YOUR ASSIGNMENT | The data that follows should be copied out exactly.

Dataset entries:
======

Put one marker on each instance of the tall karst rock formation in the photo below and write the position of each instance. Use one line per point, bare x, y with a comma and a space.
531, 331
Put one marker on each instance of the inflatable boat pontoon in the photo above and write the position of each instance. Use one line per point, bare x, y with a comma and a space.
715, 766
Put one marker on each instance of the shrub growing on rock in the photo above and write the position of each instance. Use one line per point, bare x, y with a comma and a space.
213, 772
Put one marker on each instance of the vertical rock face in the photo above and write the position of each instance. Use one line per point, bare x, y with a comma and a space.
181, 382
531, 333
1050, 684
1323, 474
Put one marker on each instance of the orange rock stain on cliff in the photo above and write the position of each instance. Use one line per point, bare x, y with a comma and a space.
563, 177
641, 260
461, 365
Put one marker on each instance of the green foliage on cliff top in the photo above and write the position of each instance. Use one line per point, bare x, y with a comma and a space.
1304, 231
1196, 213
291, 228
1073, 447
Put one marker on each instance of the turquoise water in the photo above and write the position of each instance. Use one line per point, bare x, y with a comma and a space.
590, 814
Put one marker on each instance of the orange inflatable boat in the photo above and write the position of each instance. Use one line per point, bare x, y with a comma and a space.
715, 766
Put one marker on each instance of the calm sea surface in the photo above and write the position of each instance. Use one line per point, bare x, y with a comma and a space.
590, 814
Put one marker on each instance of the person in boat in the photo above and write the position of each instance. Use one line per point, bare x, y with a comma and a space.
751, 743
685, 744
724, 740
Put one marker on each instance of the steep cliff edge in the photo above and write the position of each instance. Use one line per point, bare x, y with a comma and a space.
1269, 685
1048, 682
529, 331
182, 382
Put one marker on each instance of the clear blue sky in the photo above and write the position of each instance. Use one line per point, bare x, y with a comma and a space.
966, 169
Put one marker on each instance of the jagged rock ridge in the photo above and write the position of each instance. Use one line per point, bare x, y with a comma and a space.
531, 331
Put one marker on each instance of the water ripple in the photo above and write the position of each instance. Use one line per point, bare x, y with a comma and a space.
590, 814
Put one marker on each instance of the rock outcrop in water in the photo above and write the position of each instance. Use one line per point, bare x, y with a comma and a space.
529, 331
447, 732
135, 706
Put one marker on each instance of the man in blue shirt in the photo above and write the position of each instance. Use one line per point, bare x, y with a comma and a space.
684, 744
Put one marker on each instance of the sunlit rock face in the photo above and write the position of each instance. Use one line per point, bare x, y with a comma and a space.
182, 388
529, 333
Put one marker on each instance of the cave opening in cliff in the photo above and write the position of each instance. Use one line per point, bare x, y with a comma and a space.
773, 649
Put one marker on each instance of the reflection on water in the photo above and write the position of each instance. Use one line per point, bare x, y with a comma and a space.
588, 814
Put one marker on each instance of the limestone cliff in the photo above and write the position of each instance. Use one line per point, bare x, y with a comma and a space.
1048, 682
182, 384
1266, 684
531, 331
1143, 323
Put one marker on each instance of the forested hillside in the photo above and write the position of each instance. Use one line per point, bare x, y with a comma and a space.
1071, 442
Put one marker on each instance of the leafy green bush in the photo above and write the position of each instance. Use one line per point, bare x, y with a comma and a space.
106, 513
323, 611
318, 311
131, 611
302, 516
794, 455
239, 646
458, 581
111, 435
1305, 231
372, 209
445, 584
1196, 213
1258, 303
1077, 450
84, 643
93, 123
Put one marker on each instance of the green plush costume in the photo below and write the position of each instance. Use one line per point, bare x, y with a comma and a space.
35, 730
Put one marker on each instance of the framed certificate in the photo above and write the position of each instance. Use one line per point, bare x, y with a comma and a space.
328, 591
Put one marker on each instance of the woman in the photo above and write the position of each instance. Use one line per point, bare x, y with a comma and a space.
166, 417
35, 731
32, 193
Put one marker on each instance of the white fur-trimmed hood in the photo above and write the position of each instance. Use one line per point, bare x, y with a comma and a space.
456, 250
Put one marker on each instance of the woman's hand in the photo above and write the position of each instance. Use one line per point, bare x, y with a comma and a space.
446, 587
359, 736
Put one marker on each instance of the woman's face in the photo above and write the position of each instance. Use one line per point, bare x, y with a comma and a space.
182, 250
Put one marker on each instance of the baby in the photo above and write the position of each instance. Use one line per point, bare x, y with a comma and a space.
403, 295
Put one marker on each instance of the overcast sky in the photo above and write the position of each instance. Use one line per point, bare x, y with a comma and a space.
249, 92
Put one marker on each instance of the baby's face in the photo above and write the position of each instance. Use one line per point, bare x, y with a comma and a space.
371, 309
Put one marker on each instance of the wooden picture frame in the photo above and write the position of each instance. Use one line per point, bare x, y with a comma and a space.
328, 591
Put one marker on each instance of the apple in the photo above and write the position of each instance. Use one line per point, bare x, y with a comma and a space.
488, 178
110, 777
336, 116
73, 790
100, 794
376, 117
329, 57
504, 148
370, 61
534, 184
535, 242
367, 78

======

OUTPUT OF THE EXERCISE |
Put one marker on each instance of the tall karst rock formation in the photo below and write the position of each instance. Use one line per point, bare x, y with a comma and a space.
531, 331
Put one marker on each instance of the inflatable boat pontoon in the photo above and write the position of each instance. Use one line per point, bare x, y with a comma and a space.
715, 766
Put one marker on each instance of the shrub growing on rock in the photo above and write the position of each instance. Use one line per point, bare x, y with a comma and a space.
213, 772
Put one marker on each instance of the vertical rock face in the photo above and write the position of each instance. Use one line per point, bare x, y with a comma and a space.
181, 382
531, 333
1050, 684
1323, 474
Put one marker on each instance of the orange rock stain on cliff in the photo above and write the position of each instance. Use one line per point, bare x, y with a comma and a space.
563, 177
641, 260
461, 365
Put one marker on each instance of the green foliage on cliff top in the photo above and write the position of each instance. Use one line per point, bare x, y with a comma and a space.
1304, 231
1196, 213
291, 228
1073, 447
Put one marker on each instance of the turquoise water in the photo above and write the position of each instance. Use one line per point, bare x, y with a comma and a space.
590, 814
Put one marker on each instance of the orange inflatable boat in the photo above and write the position of each instance. Use one line per point, bare x, y with a comma and a space.
715, 766
Put one marker on each instance of the calm sea surface in the photo above and write the position of each instance. Use one line per point, bare x, y with a comma and a space.
590, 814
Put one marker on each instance of the person in boat in the photo above and write the position of each instance. Use one line per point, bare x, y with a comma and a space.
751, 743
685, 744
724, 740
Put one marker on each instance of the steep cliff edge in the photo above and write the position of each instance. Use one line per point, bare x, y with a comma and a space.
1269, 685
1048, 682
529, 331
182, 382
Put one marker on each instance of the clear blue sky in the photo above and write the position of each instance. Use one line per point, bare x, y with a comma and a space.
966, 169
Put one marker on each instance of the jagged rock ridge in the photo above and write the position of each instance. Use one line per point, bare x, y with a comma and a space.
531, 331
Put one marker on each instance of the water ripple in the photo above and write the position of each instance. Use one line per point, bare x, y with a comma and a space.
590, 814
Put one marker on each instance of the rock outcrop in water in the photo above and write the position of each instance. Use one line per point, bare x, y with a comma and a space.
529, 331
447, 732
135, 706
Put one marker on each instance of the man in blue shirt in the photo above and write the position of each instance. Use one line per point, bare x, y with a comma and a space.
684, 744
Put one marker on each instance of the sunlit rock face in the photo above and write the position of each instance. Use one line per point, bare x, y with a comma and a space.
182, 388
529, 333
Put one marker on each instance of the cave opening in cliff in the photo above and write the position of each instance. Use one line per point, bare x, y with a comma and a space.
773, 649
Put one marker on each instance of the reflection on water in the photo above and write the position of each instance. Use one line per point, bare x, y with a comma and a space.
588, 814
Put one marker on each instance of the limestone cliff in the photo above and write the position of each instance. Use one line per point, bare x, y with a comma and a space.
1048, 682
182, 384
1266, 684
531, 331
1143, 323
Put one marker on each instance of the forested hillside in the photo above and write the position of each instance. Use one line per point, bare x, y with a comma and a space.
1071, 442
Put one marker on each instance of the leafy green bush in the photo above and write the position of each instance. Use one line per point, bare x, y with a comma and a space.
106, 513
323, 611
318, 311
131, 611
302, 516
794, 455
239, 646
458, 581
111, 435
1305, 231
372, 209
445, 584
1196, 213
1258, 303
1077, 450
84, 643
93, 123
Put one marker on each instance of the green plush costume in the photo below and write the position of each instance. Use one line per point, bare x, y with a comma and a space.
35, 730
Put one marker on each instance of the framed certificate in the photo above and write the position of each instance. Use one line per point, bare x, y with a comma and a space.
328, 591
Put one marker on each instance of the woman in the photo above and write the position of each instance. Use one line per point, bare x, y with a comma and a space.
166, 417
35, 731
32, 193
Put one marker on each instance of the white fur-trimmed hood in the photo above and write the position of each instance. Use one line per point, bare x, y with a comma and a space.
456, 250
Put one marker on each instance of the woman's hand in the photo above and write the position of each instance. Use one line per point, bare x, y with a comma and a space.
446, 587
359, 736
Put one marker on each instance of the woman's face in the photo above and write the position of each instance. Use one line per point, bare x, y with a comma and a space.
182, 250
Put one marker on each instance of the baby in the photo above and write the position of each instance. Use one line per point, bare x, y with a comma and a space.
403, 295
Put one marker on each instance of the overcast sky in the photo above and write the position of each instance. Use one line per point, bare x, y with a comma and a space.
249, 92
Put one marker on each instance of the baby's face in the photo above and write the position of each instance. Use one line per point, bare x, y with a comma and a space.
371, 309
Put one marker on each instance of the wooden picture frame in the photo above and write the position of each instance. Use one line per point, bare x, y with a comma and a space.
328, 591
Put one marker on each instance of the apple in the photo above and write the position of each instance. Use one line per point, bare x, y with a comma and a space.
488, 178
110, 777
336, 116
73, 790
100, 794
376, 117
329, 57
504, 148
370, 61
534, 184
535, 242
367, 78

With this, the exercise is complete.